TÂCHES À RÉALISER
**A.** Pour chacune des affirmations suivantes, dites si elle est conforme à l'extrait sur les tournois de football (oui ou non), en citant mot pour mot les termes du texte qui tranchent.
(i) Les championnats ont été créés en 1985 par les pères du Saint-Esprit.
(ii) La coupe remise au gagnant porte le nom du père supérieur de la mission de Katako.
(iii) Tout village qui demande à participer au championnat y est admis.
**B.** Traduisez en anglais cette phrase de l'extrait sur les tournois de football : « La parade des masques, comme aujourd’hui le football, rassemblait tout le pays baga. »
**C.** Répondez brièvement à ces questions d'après l'extrait sur les tournois de football.
(i) Quel village est présenté comme le plus important village baga ?
(ii) Chez qui les jeunes doivent-ils habiter lorsqu'ils se rendent dans un autre village ?
(iii) Pour quelles raisons la majorité de la jeunesse baga écarte-t-elle certains villages du championnat ?

--- EXTRAIT DU DOCUMENT ---

Les tournois de football

Les championnats de football ont été créés en 1989 par la Jeunesse agricole catholique, mouvement auquel les pères du Saint-Esprit ont redonné vie en 1985, lorsqu’ils ont à nouveau été admis en Guinée. La coupe décernée au gagnant du championnat a ainsi été baptisée « coupe Bienvenu », en l’honneur du père Gustave Bienvenu, père supérieur de la mission de Katako (le plus important village baga). Le but de la jeunesse catholique était d’offrir aux Baga un moyen de se rencontrer, de se connaître et de raviver les liens entre villages. Lorsque les gens évoquent le championnat, la comparaison avec le passé est toujours présente à l’esprit. Pour eux, le championnat a la même fonction que les anciennes mascarades, en particulier celle des fameux nimba 5. La parade des masques, comme aujourd’hui le football, rassemblait tout le pays baga. Mon père adoptif baga m’a dit un jour en parlant des vertus du championnat : « Personne ne sait plus aujourd’hui quel est son lignage correspondant6 dans les autres villages, parce que nous avons été séparés trop longtemps. Aujourd’hui, ces matchs de football obligent les jeunes à aller dans les autres villages et à en connaître les habitants, puisque, lorsqu’ils se rendent dans un autre village, ils doivent habiter chez ceux de leur lignage correspondant. »

Le championnat resserre en effet les liens de parenté et ceux pouvant exister entre villages. Mais il ne réactive pas seulement une identité commune tombée en désuétude depuis de nombreuses années ; il manifeste aussi une constante redéfinition d’identités mouvantes qui prennent de plus en plus une dimension territoriale, sans pour autant que soient désavoués les liens du sang. Ainsi, des villages autrefois considérés comme baga se retrouvent écartés du championnat (même s’ils demandent à en faire partie) parce qu’ils sont jugés par la majorité de la jeunesse baga comme « trop éloignés » pour pouvoir s’y rendre ou pas suffisamment « baga ». Le championnat crée ainsi des divisions et des alliances entre villages ou groupes de villages, dont la justification s’ancre dans la parenté, quoique cette justification soit plus fortement marquée par une considération politico-territoriale.

--- DONNÉES ENREGISTRÉES ---

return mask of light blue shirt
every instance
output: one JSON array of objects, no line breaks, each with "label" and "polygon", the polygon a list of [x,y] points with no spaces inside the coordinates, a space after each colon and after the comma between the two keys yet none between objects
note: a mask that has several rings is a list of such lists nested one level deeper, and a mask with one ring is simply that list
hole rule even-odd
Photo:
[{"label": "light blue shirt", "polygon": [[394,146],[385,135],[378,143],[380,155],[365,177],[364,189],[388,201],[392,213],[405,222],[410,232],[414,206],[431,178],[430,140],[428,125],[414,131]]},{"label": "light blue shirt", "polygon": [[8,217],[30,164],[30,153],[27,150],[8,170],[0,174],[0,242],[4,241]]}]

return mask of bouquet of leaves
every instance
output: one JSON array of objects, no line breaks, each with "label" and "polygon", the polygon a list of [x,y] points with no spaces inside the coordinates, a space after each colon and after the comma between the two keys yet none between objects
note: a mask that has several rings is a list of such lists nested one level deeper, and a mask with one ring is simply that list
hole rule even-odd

---
--- DONNÉES ENREGISTRÉES ---

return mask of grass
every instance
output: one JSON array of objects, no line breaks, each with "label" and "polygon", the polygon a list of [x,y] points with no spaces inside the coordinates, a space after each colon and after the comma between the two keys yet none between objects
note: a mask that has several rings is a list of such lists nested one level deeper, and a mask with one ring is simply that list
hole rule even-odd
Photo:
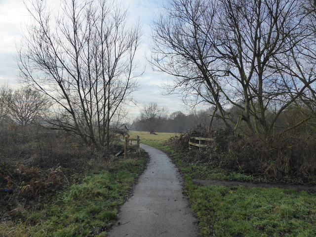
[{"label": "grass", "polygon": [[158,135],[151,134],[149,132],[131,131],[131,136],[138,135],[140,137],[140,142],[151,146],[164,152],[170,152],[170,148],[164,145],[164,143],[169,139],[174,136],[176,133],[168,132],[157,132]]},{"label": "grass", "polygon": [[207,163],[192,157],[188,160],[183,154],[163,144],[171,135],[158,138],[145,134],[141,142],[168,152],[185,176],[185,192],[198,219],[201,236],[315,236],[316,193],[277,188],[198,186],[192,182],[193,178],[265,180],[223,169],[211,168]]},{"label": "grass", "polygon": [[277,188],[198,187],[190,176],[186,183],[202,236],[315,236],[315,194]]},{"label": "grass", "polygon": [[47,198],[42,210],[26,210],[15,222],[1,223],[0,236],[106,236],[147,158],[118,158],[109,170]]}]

---
--- DONNÉES ENREGISTRÉES ---

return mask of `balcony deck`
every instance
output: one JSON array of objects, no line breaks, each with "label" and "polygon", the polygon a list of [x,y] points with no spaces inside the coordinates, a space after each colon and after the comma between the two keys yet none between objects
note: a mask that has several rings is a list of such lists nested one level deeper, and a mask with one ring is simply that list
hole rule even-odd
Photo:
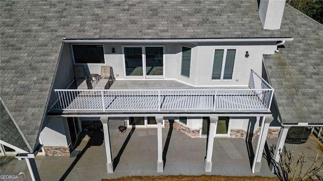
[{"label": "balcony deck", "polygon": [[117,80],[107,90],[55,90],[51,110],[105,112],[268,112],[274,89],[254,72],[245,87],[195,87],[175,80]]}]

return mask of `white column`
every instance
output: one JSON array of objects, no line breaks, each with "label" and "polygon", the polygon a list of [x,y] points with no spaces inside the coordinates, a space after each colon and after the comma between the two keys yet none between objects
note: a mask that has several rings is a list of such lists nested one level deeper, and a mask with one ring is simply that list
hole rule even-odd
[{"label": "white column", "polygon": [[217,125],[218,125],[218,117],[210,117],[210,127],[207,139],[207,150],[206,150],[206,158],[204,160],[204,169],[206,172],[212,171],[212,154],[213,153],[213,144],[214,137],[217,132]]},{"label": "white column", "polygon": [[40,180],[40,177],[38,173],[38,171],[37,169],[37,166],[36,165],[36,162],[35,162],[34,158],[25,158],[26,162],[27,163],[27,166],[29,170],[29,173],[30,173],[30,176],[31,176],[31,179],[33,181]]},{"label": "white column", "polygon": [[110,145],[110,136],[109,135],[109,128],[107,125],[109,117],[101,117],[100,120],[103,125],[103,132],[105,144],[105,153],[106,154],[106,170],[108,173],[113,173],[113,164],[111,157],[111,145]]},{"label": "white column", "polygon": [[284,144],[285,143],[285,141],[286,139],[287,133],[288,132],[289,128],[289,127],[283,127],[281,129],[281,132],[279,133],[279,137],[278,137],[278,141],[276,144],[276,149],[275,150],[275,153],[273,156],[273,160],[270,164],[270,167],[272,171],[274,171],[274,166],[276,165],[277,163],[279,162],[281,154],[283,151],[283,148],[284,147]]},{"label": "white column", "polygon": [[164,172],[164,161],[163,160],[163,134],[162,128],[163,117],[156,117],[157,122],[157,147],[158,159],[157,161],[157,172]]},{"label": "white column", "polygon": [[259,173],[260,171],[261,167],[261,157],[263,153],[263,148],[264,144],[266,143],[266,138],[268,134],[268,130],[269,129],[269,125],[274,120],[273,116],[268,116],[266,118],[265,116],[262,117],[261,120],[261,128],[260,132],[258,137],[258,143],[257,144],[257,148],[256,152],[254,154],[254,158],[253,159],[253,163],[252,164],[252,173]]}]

---

RÉPONSES PAR TÂCHE
**A.**
(i) Non : « Les championnats de football ont été créés en 1989 par la Jeunesse agricole catholique »
(ii) Oui : « en l’honneur du père Gustave Bienvenu, père supérieur de la mission de Katako »
(iii) Non : « des villages autrefois considérés comme baga se retrouvent écartés du championnat (même s’ils demandent à en faire partie) »

**B.** The parade of masks, like soccer today, brought together the whole Baga country.

**C.**
(i) Katako.
(ii) Chez ceux de leur lignage correspondant.
(iii) Ces villages sont jugés « trop éloignés » pour pouvoir s'y rendre ou pas suffisamment « baga ».